Please list each line of the material below that contains the word "napkin".

(DATA FOR THE TASK):
※

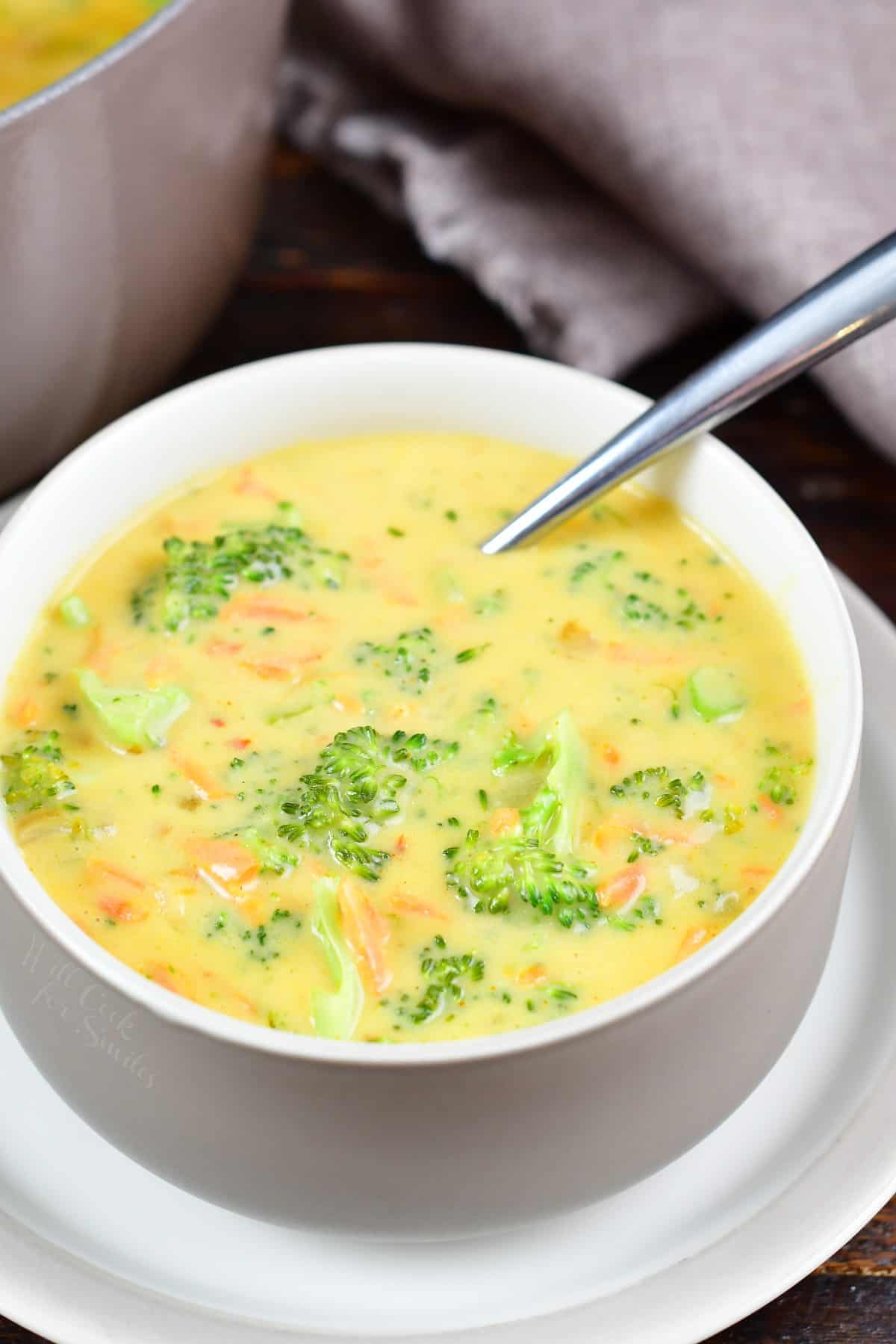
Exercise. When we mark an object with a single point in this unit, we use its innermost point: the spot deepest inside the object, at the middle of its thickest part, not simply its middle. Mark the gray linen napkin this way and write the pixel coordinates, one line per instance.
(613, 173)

※

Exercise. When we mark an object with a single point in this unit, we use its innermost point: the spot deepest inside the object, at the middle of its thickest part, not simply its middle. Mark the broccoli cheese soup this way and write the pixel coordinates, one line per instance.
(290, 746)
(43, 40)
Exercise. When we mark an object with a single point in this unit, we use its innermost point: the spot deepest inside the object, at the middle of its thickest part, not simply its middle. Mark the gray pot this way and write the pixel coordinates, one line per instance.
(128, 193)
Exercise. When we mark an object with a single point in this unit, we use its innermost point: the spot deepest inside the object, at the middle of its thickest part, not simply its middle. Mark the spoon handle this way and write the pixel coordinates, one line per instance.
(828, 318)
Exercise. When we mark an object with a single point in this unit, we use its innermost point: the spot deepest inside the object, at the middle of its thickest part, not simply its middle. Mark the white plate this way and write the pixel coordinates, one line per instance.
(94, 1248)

※

(TASK OUTPUT):
Exercise. When we mark an object with a single point in this unit, we use its innermost point: the spot deepest inside the object, at the middle of its thickest part, not simply its middle. Mark the gray linen napkin this way and write the pixel coordinates, one line per instance.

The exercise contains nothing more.